* **EXERCISE MATERIALS**:
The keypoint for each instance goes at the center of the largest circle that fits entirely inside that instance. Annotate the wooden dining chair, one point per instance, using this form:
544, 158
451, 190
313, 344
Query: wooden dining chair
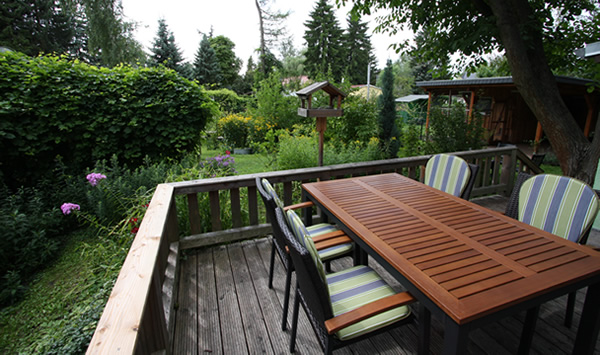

* **TO DO**: Without the pictures, give every line of the data again, exactly as written.

* **TASK RESULT**:
The keypoint for each instance goes at the center of the largest circle that fits entirely inside that instance. Annotate the wooden dining chair, one point per instance, using this form:
544, 158
451, 190
313, 344
Query: wooden dining chair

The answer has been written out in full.